At the annual Founders Day gala Saturday, Nov. 3, six outstanding alumni and two exceptional friends will be honored for their dedication and service to Washington University.
This is the second part of a two-part story on Founders Day 2012; faculty honorees and keynote speaker Robert Gates are profiled in the Oct. 29 Record.
Distinguished Alumni Awards
John Michael Clear, AB ’71
Before John Michael Clear graduated with a bachelor’s degree in political science, he spent his undergraduate days involved in a multitude of student activities that reflected his interest in law and writing: Student Life, the Forensica Union and the Student Judicial Code.
After receiving a JD from the University of Chicago, graduating with honors and being inducted into the Order of the Coif, he clerked for the Honorable Elbert P. Tuttle on the 5th U.S. Circuit Court of Appealst. He then joined the Covington & Burling law firm in Washington, D.C.

Referring expression data
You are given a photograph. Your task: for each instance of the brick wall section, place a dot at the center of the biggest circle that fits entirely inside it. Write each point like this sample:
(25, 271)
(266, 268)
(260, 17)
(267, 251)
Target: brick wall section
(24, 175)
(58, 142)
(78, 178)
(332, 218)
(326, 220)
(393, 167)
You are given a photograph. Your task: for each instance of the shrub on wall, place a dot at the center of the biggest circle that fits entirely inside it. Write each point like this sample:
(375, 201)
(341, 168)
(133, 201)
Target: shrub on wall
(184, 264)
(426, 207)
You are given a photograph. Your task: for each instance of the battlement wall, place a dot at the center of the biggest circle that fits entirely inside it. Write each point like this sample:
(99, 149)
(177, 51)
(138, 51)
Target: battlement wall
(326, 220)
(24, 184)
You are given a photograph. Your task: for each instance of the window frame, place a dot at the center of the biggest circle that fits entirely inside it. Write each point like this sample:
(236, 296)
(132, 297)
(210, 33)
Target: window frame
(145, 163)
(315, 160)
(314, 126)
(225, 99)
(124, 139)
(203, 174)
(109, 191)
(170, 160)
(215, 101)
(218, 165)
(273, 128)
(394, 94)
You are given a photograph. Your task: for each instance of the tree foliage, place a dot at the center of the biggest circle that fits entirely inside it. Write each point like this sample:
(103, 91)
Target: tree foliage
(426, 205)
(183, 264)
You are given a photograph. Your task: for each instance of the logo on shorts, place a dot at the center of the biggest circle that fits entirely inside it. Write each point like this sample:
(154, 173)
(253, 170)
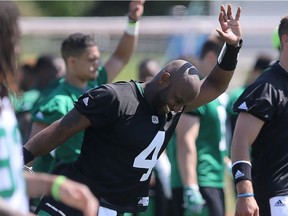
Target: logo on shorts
(155, 119)
(243, 106)
(238, 174)
(143, 201)
(279, 203)
(85, 101)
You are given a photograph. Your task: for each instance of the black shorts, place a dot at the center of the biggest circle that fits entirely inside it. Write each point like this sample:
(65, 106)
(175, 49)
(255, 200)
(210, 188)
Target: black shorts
(51, 207)
(215, 200)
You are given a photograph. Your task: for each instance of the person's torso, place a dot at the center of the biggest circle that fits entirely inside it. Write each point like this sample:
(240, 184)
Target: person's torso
(122, 147)
(12, 184)
(53, 107)
(267, 99)
(211, 144)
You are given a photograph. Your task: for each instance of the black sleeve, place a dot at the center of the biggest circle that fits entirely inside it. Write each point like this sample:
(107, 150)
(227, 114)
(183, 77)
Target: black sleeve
(257, 99)
(100, 105)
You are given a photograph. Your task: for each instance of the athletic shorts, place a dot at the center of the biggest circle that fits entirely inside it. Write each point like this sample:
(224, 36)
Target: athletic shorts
(50, 207)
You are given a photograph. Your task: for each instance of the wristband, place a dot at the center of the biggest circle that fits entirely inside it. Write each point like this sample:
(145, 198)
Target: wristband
(132, 28)
(28, 156)
(241, 171)
(245, 195)
(228, 57)
(56, 186)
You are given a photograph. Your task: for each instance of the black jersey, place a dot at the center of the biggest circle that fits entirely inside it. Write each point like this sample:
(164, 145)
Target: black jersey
(122, 146)
(267, 99)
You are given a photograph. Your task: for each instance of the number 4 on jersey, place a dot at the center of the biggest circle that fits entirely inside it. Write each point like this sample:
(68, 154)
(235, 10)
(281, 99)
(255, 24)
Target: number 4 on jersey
(142, 161)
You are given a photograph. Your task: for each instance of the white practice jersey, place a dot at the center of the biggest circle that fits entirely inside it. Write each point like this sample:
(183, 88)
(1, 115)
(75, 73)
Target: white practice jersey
(12, 184)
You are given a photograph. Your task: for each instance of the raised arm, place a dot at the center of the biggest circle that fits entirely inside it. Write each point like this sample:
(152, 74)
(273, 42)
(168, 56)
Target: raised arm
(55, 134)
(125, 48)
(244, 135)
(218, 79)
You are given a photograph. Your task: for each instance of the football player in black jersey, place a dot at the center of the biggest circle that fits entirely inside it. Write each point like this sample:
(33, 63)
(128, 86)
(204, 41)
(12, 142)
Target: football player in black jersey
(262, 125)
(128, 125)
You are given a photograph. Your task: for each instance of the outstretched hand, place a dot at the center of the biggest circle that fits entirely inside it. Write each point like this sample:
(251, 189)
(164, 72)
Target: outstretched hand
(136, 9)
(230, 27)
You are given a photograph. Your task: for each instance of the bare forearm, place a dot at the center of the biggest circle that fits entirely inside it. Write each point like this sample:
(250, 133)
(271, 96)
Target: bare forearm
(45, 141)
(39, 184)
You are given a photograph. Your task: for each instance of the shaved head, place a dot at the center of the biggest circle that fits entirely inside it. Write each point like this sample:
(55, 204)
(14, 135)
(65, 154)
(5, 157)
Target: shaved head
(175, 86)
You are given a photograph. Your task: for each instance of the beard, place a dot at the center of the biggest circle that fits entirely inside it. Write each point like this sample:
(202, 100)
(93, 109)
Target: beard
(160, 101)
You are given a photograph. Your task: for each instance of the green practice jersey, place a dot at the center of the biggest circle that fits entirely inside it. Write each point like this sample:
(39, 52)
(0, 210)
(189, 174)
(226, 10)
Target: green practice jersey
(211, 143)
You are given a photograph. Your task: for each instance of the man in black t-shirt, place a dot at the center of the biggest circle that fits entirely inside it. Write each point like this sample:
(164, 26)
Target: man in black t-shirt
(128, 125)
(262, 124)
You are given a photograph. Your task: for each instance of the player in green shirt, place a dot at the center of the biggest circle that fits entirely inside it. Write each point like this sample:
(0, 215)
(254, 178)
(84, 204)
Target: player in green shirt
(83, 71)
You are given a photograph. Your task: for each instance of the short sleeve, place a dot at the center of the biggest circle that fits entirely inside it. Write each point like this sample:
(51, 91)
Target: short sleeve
(100, 105)
(53, 109)
(257, 99)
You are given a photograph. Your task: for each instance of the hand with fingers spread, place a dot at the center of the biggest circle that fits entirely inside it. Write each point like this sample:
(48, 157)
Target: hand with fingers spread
(136, 9)
(230, 26)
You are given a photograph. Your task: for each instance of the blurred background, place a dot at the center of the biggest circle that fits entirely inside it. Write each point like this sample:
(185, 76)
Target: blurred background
(168, 28)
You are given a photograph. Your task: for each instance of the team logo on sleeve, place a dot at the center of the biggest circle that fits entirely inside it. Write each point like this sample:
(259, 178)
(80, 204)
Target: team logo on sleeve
(155, 119)
(85, 101)
(243, 106)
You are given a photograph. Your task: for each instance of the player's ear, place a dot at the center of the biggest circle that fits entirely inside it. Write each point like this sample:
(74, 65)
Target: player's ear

Complete the following:
[1] Decide whether each statement agrees with the Founders Day article, answering yes or no and quoting the words of the article that settle it: (a) The gala will honor six alumni and two friends of the university. (b) John Michael Clear earned his law degree at Washington University. (c) John Michael Clear's bachelor's degree was in political science.
[2] Print the part of the Founders Day article that opens with the words containing "At the annual" and closes with "to Washington University.".

Results by task:
[1]
(a) Yes: "six outstanding alumni and two exceptional friends will be honored"
(b) No: "After receiving a JD from the University of Chicago"
(c) Yes: "graduated with a bachelor’s degree in political science"

[2]
At the annual Founders Day gala Saturday, Nov. 3, six outstanding alumni and two exceptional friends will be honored for their dedication and service to Washington University.